Problem to work on:
Pull out each line of the data that includes the word "float".

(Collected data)
##########
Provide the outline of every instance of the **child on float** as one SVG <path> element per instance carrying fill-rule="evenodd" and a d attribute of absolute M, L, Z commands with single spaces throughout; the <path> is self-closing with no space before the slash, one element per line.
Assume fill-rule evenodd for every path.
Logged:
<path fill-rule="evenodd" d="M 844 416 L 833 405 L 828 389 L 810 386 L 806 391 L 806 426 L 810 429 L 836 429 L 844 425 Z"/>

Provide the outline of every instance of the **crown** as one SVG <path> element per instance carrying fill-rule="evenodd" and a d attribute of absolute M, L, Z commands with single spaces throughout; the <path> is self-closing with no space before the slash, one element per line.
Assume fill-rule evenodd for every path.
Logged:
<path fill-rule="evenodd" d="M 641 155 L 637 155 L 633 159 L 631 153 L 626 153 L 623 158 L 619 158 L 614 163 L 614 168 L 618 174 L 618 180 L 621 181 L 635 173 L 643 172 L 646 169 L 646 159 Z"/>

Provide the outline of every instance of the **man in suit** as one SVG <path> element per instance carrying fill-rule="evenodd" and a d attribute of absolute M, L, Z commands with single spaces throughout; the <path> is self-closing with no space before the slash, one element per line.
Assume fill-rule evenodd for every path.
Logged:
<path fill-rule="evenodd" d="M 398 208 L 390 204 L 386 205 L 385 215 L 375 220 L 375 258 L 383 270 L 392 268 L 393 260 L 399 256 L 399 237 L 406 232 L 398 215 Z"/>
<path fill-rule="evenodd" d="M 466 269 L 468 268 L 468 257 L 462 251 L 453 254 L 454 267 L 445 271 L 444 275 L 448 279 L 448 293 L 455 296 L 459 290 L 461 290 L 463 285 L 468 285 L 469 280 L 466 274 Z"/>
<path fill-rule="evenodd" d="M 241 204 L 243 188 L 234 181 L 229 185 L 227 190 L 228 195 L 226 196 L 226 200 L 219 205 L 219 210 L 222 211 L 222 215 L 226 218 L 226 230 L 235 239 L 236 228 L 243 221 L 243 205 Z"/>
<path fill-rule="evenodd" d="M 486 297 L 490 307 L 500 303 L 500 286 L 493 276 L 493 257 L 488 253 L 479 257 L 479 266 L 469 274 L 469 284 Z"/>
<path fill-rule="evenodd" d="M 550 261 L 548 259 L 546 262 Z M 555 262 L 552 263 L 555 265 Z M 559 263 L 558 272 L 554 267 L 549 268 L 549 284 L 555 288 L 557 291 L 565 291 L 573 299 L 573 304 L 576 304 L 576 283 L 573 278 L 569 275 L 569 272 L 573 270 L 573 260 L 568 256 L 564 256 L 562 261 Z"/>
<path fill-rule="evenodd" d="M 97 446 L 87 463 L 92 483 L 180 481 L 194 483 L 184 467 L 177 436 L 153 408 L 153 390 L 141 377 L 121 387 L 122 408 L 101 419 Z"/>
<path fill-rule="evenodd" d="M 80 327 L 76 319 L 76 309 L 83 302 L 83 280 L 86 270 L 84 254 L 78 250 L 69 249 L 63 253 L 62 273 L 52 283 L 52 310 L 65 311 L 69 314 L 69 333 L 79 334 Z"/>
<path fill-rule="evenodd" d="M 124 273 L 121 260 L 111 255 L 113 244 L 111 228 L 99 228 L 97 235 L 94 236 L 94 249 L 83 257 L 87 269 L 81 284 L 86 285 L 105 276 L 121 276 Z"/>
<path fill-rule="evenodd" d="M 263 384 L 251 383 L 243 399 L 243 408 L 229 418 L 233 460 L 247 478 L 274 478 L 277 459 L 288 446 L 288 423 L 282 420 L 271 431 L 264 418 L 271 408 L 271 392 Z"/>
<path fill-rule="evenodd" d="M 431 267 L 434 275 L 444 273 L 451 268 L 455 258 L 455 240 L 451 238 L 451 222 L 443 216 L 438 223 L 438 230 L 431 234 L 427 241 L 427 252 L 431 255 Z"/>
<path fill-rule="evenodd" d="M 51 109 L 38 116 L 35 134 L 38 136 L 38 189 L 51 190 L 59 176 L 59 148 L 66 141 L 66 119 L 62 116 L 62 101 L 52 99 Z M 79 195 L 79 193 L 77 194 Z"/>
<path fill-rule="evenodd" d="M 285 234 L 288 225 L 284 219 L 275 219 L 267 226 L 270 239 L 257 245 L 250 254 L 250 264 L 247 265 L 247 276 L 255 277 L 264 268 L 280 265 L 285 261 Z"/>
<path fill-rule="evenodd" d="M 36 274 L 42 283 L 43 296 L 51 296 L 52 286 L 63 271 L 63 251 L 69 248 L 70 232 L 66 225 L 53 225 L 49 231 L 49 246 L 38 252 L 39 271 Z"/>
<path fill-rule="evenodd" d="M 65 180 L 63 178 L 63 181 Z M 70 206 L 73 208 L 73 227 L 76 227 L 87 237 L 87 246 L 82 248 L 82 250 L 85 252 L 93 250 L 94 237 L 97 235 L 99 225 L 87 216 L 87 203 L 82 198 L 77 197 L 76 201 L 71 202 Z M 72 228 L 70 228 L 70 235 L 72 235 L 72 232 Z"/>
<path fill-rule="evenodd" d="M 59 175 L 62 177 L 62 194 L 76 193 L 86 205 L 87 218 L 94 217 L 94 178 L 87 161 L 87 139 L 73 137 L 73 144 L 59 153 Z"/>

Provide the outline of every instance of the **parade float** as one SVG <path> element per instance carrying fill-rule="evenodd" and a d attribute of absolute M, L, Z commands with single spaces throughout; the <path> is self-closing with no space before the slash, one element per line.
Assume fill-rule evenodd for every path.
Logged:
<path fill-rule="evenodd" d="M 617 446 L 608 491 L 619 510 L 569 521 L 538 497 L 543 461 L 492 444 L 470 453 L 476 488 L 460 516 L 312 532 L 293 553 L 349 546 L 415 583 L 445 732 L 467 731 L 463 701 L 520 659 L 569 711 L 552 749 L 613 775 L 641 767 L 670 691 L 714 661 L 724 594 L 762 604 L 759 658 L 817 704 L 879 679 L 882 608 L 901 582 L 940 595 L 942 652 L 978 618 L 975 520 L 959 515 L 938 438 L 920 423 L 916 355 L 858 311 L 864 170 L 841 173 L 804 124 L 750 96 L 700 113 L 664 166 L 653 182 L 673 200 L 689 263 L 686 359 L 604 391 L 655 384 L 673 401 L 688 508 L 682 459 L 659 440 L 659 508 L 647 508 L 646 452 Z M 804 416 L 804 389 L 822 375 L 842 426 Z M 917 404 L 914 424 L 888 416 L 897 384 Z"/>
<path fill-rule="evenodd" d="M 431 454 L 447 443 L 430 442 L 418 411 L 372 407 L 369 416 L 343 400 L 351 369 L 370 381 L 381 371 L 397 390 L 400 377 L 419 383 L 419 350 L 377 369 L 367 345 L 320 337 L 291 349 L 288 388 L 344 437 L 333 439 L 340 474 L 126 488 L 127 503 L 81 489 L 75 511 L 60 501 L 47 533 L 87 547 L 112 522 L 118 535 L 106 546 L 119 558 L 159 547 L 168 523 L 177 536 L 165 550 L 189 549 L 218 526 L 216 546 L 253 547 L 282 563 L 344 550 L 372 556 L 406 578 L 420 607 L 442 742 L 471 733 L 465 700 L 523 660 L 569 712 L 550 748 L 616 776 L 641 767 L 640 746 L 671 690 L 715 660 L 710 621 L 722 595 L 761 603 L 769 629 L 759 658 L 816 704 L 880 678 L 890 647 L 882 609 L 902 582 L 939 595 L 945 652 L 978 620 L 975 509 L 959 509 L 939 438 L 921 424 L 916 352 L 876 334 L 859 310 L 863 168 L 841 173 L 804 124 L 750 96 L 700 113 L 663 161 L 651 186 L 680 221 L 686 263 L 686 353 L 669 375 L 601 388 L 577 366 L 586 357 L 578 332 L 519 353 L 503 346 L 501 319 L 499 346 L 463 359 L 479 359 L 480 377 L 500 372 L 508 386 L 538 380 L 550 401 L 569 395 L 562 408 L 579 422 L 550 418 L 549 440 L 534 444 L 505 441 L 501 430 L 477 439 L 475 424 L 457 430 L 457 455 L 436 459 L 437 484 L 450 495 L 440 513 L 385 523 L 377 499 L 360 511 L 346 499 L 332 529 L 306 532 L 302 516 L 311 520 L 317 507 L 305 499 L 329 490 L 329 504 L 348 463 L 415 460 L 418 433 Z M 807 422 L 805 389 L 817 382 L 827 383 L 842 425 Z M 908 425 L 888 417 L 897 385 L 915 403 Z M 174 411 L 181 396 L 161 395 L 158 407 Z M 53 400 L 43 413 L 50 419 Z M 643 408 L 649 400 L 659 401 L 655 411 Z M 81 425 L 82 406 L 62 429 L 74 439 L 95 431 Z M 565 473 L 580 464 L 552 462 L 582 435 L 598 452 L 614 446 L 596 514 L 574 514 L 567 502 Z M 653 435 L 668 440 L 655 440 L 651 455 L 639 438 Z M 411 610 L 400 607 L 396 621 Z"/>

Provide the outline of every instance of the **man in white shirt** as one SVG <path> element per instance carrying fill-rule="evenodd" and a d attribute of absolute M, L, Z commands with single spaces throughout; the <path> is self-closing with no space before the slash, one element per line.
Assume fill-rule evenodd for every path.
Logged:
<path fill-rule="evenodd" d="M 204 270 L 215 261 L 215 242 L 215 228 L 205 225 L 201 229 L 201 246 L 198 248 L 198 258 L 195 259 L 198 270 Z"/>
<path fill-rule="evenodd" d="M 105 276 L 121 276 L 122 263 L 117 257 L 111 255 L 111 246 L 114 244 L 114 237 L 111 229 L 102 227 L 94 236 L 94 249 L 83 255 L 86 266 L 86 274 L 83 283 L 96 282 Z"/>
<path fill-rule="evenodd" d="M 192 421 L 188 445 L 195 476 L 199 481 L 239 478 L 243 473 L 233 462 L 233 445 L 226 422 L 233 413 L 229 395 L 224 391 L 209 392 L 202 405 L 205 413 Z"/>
##########
Exercise output:
Provide the outline of every instance of the **child on float** as one SVG <path> element per instance carrying fill-rule="evenodd" and a d attribute of absolute M, L, Z commands with single spaces throughout; the <path> is self-closing with no space before the slash, one element per line.
Provide the outline of every instance of the **parade float** as one SVG <path> element per instance carrying fill-rule="evenodd" and a d attribute of absolute M, L, Z commands with single spaces throughout; the <path> is self-closing with no space before the slash, one element per line.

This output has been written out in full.